- What the task requires: Among the entries that follow, find every line with the word "water" and list it.
==== Supplied material
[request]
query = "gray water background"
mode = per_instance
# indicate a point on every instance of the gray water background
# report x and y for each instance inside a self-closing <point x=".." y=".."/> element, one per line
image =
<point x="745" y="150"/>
========
- Answer:
query = "gray water background"
# indicate a point on every instance of the gray water background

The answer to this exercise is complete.